Point-based annotation data:
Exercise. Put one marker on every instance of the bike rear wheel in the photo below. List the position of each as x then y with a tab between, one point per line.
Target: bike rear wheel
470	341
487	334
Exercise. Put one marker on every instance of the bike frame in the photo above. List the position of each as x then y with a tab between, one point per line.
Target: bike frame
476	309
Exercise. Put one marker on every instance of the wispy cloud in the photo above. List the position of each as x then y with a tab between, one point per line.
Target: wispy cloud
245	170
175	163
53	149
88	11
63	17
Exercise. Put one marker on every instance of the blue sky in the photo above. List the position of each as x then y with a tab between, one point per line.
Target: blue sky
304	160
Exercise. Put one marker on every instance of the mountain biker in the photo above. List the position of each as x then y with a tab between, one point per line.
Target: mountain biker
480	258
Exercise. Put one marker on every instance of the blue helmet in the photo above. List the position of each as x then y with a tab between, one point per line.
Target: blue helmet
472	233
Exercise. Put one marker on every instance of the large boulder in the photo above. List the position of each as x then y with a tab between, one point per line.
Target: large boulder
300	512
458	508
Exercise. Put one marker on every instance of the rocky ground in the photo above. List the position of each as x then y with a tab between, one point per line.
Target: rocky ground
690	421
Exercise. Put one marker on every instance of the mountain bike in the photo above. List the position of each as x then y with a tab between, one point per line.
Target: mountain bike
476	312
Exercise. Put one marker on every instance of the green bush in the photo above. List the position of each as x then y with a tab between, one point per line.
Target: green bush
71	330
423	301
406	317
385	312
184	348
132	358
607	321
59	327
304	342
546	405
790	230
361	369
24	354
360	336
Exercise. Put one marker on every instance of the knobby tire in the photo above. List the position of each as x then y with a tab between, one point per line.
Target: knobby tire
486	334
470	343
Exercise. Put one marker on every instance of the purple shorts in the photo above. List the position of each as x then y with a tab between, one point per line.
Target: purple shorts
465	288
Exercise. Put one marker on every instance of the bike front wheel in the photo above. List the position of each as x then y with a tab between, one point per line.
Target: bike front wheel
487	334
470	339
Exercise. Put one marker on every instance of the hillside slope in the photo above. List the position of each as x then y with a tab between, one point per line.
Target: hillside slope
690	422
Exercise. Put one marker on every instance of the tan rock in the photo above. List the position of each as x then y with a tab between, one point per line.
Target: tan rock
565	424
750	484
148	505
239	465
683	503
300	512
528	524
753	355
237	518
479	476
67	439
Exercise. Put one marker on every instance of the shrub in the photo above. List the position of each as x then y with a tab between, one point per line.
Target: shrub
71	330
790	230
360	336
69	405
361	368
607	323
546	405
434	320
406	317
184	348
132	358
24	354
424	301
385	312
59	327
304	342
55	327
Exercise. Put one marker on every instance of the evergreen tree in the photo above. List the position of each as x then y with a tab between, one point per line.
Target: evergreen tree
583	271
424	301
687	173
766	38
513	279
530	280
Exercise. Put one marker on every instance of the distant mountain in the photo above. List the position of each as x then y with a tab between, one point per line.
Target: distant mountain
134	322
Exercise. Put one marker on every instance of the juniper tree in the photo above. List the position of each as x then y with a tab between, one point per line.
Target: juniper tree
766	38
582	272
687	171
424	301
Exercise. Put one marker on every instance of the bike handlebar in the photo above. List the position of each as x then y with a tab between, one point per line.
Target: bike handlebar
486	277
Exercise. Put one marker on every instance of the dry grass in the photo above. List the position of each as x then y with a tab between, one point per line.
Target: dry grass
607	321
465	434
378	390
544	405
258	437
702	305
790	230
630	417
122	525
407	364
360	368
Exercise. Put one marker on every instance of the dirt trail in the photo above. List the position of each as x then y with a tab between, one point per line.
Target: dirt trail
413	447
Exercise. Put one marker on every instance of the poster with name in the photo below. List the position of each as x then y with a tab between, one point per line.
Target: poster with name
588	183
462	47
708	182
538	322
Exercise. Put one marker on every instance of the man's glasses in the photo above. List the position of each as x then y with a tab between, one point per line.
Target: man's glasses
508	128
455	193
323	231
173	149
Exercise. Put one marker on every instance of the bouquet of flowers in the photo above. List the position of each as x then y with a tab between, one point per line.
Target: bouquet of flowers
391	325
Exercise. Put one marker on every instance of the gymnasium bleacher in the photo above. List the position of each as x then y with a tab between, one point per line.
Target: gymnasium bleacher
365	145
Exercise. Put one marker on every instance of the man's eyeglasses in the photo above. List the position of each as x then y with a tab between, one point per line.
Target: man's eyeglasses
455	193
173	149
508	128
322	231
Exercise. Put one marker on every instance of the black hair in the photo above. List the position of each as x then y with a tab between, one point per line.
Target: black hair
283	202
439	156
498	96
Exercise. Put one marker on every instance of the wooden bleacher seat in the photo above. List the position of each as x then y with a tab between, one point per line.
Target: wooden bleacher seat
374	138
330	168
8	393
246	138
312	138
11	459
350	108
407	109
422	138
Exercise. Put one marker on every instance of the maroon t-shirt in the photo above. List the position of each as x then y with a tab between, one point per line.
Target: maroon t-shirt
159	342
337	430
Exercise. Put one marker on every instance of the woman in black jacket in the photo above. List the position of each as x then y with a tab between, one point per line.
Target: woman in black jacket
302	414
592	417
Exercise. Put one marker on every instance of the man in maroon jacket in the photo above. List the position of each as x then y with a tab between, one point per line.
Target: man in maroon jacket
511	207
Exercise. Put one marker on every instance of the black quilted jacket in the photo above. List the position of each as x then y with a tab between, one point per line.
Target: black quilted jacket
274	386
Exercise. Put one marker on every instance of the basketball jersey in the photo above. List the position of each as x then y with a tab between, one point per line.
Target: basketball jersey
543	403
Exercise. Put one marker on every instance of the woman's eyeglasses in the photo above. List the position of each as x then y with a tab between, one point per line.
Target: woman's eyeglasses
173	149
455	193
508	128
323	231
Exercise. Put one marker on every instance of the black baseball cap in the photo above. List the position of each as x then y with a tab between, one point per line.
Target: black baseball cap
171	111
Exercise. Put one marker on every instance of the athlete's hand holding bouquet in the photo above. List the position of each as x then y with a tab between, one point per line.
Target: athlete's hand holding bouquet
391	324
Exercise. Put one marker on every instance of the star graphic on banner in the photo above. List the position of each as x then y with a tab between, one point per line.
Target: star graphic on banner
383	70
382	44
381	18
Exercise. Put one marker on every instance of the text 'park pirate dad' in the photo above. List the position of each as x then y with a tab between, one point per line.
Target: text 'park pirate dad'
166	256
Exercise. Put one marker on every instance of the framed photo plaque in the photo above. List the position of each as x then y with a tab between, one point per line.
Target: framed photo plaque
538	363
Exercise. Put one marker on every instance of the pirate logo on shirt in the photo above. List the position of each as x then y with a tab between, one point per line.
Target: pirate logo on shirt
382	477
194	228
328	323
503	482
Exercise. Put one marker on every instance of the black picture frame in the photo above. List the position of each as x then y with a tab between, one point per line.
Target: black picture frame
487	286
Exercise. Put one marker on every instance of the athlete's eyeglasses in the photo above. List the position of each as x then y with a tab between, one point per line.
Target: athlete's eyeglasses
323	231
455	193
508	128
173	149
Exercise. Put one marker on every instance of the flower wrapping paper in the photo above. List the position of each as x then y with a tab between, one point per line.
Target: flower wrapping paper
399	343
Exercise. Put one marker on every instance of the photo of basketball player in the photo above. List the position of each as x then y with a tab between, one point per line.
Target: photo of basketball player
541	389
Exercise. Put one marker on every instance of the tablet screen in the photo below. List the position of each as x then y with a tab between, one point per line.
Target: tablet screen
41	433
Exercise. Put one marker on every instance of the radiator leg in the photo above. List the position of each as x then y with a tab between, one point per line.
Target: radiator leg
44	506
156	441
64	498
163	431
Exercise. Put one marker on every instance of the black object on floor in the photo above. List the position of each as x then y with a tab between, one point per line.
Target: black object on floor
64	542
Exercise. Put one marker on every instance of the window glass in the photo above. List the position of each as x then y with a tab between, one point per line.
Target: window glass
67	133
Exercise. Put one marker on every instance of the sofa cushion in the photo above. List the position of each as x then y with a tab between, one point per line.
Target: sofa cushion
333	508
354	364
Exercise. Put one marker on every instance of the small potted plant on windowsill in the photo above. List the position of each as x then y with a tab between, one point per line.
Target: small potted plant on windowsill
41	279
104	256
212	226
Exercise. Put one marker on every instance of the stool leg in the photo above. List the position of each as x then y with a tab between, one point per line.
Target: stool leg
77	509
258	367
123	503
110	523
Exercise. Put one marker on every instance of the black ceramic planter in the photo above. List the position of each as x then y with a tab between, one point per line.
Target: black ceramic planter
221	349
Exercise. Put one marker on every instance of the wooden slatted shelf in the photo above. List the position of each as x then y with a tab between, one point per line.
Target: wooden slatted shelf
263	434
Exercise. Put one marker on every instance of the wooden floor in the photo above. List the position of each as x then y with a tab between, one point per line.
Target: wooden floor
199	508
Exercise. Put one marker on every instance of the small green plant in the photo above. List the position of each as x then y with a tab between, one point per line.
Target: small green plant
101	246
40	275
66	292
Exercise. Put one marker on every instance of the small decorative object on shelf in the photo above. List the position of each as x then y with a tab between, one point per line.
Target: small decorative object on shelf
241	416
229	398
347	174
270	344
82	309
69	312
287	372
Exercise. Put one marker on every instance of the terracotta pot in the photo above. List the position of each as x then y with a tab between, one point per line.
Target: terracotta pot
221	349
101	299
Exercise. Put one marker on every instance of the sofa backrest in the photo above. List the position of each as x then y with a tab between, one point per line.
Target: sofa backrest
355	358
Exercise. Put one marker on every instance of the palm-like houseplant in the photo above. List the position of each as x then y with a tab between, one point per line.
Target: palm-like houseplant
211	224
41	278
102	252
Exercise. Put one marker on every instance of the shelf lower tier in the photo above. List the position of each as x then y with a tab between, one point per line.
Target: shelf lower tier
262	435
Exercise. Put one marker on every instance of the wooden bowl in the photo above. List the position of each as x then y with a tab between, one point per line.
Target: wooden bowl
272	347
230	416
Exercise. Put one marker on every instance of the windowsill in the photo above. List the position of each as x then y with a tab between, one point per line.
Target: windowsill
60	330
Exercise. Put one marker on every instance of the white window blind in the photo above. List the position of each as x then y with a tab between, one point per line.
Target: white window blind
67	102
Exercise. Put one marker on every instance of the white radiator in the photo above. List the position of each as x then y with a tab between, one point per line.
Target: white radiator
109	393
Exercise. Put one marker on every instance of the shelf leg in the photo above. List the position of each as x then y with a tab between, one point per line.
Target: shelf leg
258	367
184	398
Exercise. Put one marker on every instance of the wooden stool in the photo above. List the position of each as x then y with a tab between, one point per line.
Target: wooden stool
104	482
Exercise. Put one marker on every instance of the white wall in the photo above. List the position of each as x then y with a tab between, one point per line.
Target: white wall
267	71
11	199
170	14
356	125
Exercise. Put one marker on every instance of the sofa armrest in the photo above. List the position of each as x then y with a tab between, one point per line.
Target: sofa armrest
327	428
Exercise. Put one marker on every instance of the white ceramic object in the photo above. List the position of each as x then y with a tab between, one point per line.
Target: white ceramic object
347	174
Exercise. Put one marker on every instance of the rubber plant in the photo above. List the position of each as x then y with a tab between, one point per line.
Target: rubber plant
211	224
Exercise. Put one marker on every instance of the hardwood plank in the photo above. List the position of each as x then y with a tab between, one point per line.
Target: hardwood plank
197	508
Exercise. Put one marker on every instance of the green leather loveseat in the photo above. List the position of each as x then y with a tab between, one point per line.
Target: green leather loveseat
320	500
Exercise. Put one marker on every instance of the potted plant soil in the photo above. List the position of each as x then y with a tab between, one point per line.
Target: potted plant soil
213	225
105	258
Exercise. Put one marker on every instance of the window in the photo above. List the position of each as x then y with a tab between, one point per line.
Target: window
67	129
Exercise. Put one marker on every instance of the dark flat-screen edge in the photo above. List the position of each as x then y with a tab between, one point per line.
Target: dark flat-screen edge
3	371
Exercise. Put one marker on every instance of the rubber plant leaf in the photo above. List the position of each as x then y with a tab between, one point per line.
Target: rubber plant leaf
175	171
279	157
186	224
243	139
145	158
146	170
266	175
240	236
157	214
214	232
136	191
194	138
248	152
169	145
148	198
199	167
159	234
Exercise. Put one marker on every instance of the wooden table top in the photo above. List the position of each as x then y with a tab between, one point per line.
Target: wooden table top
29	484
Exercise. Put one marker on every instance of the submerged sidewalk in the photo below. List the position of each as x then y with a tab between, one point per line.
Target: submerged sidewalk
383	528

» Work to complete
Rename "green leather loveseat" to "green leather sofa" in everything from the line that contains "Exercise. Put one marker on every instance of the hardwood" down to the end of the records, and give those lines again with everything else unchanged.

» Written solution
Exercise. Put one marker on every instance of the hardwood plank in the photo above. List the position of each as x then y with a tab between, one point per line.
Target: hardwood plank
197	508
Exercise. Put one marker on every instance of the green leather sofa in the photo above. List the position of each as x then y with a tab between, one point per line.
Target: green leather sofa
320	500
Exercise. Put one marker on every instance of the potted plant soil in the photo above. List the position of each as x then y with a tab between, one point per line.
Target: potted plant soil
213	225
105	258
Exercise. Put one marker on every instance of the window in the photo above. List the position of each as x then y with a tab between, one point per line.
Target: window
67	129
Exercise. Put one marker on every instance of the dark flat-screen edge in the photo above. List the position of each as x then y with a tab between, one point per line.
Target: dark flat-screen edge
3	371
Exercise. Put one marker on every instance of the rubber plant leaf in the photo above. List the position of each as x then y with a tab between, one point per line.
Target: rubber plant leaf
175	171
279	157
186	224
243	139
145	158
146	170
266	175
240	236
157	214
214	232
136	191
194	138
248	152
169	145
148	198
199	167
159	234
Exercise. Put one marker on every instance of the wooden table top in the photo above. List the position of each as x then y with a tab between, one point per line.
Target: wooden table top
29	484
Exercise. Put one marker on every instance of the submerged sidewalk in the photo below. List the position of each as x then y with a tab between, one point per line.
Target: submerged sidewalk
383	528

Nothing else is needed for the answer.